» **WHAT TO PRODUCE**: From the line with "[Batch spec] Target class: number" down to the final line of the material below, quote every line exactly and leave out all lines before it.

» **DATA ENTRIES**:
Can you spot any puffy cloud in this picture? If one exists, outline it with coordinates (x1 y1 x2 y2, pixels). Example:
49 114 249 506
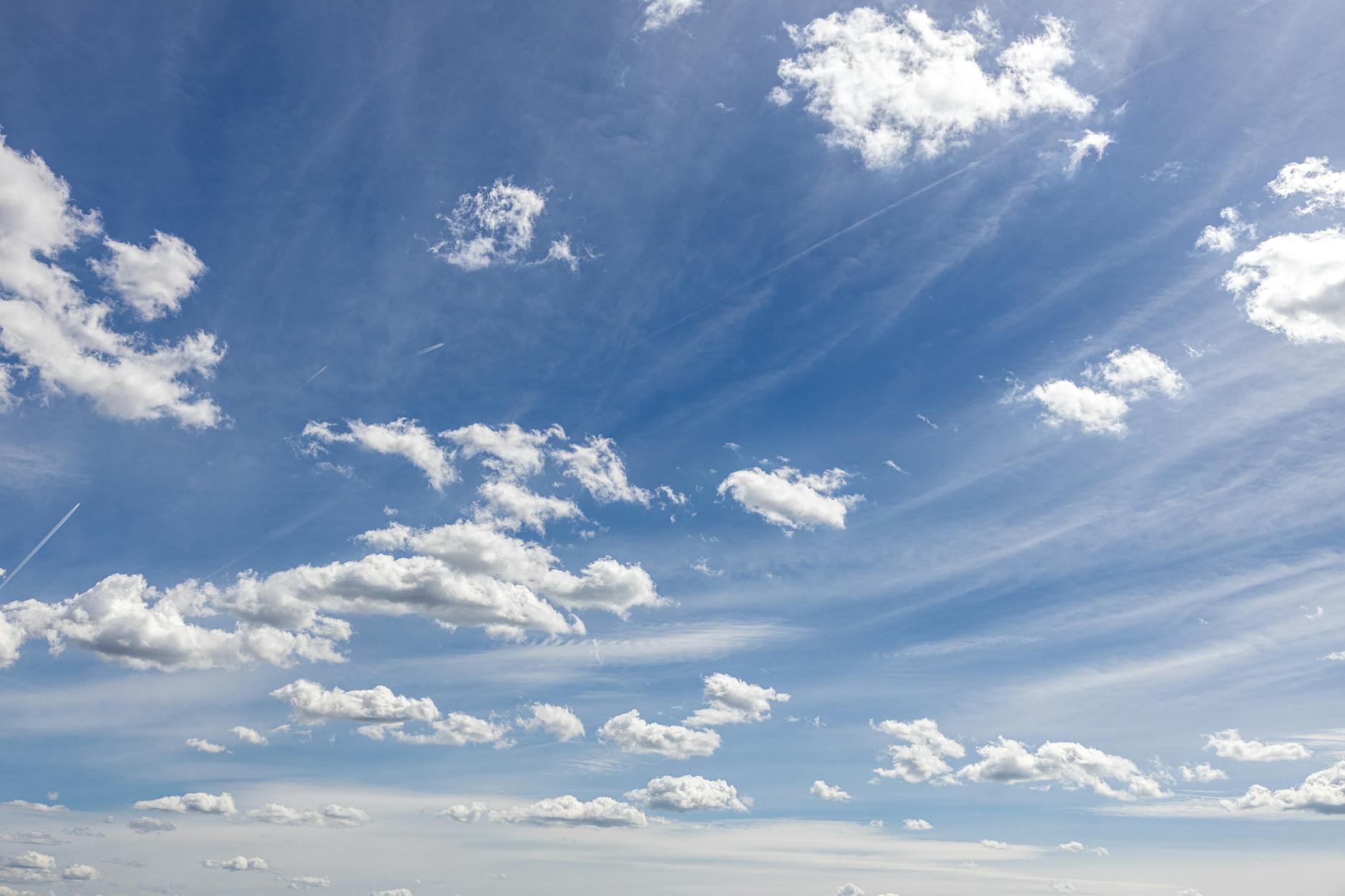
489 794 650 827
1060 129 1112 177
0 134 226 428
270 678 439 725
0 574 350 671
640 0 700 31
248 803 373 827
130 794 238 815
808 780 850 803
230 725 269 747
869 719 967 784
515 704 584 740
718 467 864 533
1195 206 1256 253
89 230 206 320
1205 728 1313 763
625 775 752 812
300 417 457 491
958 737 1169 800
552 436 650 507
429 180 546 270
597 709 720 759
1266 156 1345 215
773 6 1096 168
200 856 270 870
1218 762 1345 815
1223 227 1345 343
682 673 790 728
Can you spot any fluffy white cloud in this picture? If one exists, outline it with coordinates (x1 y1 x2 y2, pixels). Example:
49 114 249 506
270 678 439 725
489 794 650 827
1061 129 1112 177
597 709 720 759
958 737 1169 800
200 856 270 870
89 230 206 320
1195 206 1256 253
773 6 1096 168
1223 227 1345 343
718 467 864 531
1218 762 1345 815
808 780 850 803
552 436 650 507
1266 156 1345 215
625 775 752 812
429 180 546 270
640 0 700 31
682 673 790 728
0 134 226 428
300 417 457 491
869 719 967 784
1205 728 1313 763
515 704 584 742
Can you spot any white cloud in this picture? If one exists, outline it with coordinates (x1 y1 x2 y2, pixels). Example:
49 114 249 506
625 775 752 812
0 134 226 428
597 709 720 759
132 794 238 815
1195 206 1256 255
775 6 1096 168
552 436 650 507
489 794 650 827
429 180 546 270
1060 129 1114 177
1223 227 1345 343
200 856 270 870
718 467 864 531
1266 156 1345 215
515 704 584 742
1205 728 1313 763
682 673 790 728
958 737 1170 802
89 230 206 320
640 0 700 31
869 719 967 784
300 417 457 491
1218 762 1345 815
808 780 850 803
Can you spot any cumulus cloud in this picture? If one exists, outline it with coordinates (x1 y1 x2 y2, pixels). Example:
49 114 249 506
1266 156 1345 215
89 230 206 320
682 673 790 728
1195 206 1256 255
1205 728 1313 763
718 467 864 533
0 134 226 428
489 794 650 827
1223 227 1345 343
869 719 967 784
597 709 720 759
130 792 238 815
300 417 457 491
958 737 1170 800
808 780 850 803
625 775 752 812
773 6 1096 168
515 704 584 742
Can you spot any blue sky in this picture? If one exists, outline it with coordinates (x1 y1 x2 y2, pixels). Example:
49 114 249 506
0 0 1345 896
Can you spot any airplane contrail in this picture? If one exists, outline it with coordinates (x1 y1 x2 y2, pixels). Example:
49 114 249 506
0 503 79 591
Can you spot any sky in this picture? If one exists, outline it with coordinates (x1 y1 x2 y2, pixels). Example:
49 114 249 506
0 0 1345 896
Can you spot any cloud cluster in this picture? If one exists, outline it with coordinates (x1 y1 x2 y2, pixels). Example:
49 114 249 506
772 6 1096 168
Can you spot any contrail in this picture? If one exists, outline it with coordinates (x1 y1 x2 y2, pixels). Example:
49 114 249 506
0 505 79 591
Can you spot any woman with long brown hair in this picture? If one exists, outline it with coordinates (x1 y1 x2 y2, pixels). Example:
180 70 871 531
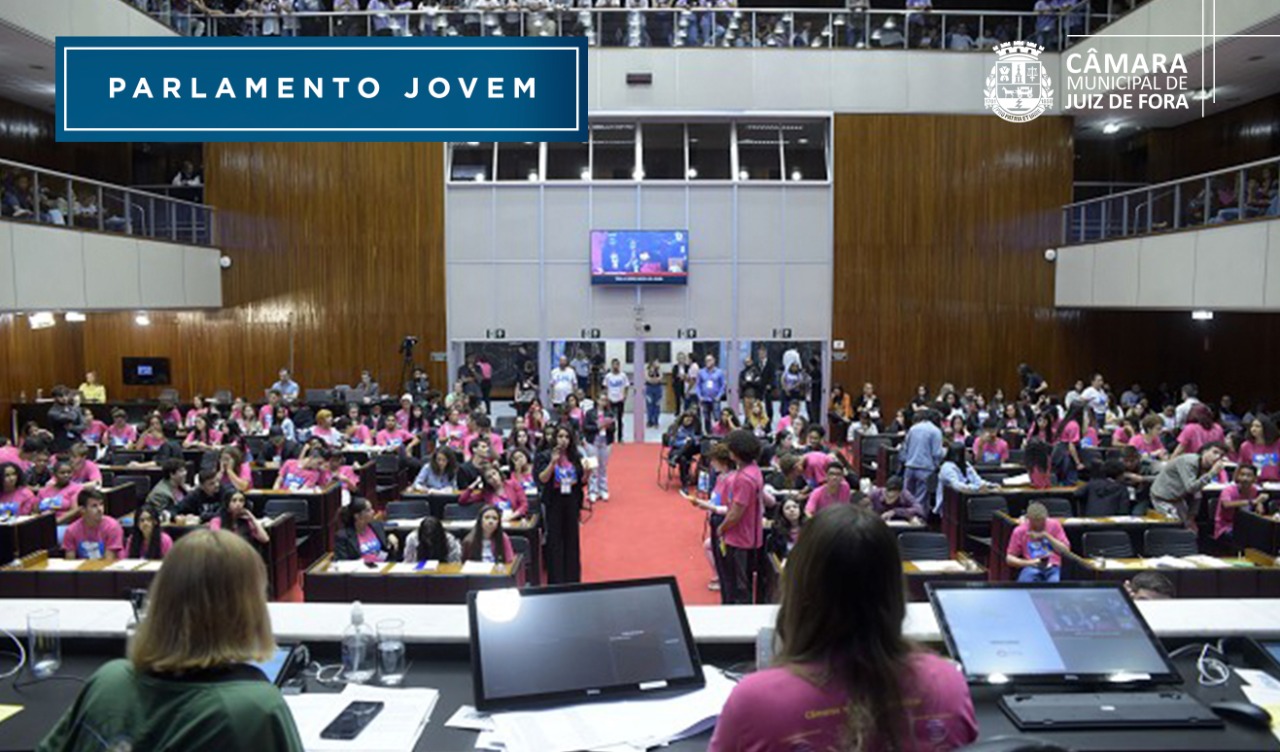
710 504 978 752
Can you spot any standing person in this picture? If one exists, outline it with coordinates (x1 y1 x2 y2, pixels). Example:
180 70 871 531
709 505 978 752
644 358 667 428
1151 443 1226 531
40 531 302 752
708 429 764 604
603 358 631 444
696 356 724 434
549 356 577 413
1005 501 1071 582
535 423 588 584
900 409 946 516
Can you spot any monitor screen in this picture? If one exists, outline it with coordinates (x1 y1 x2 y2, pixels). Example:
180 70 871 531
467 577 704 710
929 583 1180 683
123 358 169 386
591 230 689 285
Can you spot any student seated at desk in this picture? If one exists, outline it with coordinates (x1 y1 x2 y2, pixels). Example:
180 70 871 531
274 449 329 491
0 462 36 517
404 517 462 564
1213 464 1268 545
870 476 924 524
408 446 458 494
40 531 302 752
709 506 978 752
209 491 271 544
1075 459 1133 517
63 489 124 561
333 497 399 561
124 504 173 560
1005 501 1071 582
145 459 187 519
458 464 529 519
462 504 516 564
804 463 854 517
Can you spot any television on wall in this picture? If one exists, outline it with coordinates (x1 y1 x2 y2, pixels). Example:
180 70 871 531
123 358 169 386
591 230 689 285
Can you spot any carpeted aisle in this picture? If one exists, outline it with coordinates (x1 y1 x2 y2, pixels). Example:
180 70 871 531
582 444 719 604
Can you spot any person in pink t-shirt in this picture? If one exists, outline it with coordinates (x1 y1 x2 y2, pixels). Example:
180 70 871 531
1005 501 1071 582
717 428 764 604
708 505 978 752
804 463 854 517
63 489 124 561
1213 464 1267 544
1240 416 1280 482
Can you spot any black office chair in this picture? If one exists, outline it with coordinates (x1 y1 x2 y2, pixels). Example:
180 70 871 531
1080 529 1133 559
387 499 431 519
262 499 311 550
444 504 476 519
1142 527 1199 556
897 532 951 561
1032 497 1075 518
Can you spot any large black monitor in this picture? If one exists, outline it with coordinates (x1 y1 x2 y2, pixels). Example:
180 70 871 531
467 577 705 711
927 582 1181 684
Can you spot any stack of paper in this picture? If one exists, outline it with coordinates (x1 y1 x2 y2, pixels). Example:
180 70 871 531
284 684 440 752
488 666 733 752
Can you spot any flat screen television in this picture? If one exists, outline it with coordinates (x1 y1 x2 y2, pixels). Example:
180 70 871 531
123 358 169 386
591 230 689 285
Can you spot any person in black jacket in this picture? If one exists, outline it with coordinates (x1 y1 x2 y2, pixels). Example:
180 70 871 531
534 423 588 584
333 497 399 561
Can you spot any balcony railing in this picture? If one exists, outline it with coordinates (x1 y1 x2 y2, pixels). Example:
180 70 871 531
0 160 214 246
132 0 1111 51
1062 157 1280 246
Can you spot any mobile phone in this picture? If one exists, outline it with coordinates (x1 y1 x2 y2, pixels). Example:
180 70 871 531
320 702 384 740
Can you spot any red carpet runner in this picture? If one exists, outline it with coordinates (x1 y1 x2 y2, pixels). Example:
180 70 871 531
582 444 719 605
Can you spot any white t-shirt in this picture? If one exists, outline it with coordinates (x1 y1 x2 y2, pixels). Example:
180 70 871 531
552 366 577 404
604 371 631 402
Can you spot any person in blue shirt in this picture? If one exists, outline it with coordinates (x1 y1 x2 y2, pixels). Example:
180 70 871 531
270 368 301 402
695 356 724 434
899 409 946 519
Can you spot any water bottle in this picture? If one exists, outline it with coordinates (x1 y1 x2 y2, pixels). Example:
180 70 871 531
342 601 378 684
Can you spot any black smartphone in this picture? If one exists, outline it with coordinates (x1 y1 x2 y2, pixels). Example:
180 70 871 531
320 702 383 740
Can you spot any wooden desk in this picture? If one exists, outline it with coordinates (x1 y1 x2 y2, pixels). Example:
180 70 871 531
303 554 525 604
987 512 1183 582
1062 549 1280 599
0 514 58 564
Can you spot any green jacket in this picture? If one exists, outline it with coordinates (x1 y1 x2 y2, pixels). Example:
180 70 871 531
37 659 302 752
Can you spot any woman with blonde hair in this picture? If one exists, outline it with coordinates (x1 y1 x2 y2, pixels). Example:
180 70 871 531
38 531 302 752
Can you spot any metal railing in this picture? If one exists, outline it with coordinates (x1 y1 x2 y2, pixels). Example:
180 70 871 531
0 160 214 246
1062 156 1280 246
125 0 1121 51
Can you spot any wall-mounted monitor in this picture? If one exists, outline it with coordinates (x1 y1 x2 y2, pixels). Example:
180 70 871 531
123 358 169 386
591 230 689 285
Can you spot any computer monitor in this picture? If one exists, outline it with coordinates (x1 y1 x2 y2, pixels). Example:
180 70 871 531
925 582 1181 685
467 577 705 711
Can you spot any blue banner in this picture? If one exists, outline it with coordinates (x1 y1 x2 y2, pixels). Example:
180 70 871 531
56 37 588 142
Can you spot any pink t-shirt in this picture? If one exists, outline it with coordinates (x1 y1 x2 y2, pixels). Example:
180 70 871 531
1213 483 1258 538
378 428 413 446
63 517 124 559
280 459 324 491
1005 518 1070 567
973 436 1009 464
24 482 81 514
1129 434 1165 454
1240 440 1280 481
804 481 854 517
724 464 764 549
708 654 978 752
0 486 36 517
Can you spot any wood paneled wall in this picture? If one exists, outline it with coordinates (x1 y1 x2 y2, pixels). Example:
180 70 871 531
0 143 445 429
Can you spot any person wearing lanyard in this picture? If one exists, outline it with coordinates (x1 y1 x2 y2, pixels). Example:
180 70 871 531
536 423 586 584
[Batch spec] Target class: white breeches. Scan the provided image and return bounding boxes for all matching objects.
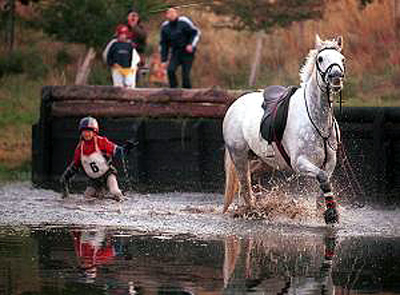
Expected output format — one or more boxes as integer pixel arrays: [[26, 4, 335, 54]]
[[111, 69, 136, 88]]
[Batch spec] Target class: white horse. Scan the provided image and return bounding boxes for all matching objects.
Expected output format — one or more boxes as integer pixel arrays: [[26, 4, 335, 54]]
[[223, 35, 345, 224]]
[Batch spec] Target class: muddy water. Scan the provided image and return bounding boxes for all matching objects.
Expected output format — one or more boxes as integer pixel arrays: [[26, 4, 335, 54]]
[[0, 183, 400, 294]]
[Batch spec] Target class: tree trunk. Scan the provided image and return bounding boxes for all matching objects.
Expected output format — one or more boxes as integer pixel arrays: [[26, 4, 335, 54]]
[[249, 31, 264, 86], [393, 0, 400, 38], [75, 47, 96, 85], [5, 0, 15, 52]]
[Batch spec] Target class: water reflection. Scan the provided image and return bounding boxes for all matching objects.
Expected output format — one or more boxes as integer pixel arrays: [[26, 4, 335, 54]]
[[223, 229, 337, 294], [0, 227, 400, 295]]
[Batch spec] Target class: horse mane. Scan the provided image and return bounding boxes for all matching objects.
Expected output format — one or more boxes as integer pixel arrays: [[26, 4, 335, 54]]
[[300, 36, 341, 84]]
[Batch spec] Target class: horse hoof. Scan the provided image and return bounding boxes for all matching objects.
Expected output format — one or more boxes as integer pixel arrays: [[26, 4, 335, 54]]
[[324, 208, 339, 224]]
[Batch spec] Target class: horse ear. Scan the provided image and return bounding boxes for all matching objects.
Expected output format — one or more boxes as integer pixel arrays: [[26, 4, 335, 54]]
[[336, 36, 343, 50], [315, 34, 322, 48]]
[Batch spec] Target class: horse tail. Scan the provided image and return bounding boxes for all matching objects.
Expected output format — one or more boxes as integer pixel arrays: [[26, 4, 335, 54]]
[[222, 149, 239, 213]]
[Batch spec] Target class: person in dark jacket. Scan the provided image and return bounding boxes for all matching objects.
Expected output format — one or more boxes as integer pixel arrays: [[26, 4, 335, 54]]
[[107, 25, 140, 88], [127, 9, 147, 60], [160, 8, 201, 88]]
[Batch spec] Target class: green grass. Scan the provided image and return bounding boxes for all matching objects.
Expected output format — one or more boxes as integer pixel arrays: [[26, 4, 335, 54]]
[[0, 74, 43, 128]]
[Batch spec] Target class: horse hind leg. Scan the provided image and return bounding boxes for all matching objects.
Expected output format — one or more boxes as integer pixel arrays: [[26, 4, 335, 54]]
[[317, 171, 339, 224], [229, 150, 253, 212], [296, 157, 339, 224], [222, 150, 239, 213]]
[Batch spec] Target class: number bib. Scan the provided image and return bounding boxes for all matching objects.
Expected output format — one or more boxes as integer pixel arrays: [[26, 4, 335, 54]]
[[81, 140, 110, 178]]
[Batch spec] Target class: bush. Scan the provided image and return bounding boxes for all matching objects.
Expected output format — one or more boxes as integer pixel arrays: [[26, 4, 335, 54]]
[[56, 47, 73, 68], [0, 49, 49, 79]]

» **EXPECTED ANSWER**:
[Batch spec] Target class: number bib. Scan the provided image and return bounding boxes for all matching objects.
Expected output format — one or more boxes as integer pixel arrays: [[26, 4, 335, 54]]
[[81, 140, 110, 178]]
[Batch spec] Target class: bush. Scan the provided image and return bounding boxes for all matching objects.
Expected output format — one or more boxes as integer pixel arrays: [[26, 4, 335, 54]]
[[56, 47, 73, 68], [0, 49, 49, 79]]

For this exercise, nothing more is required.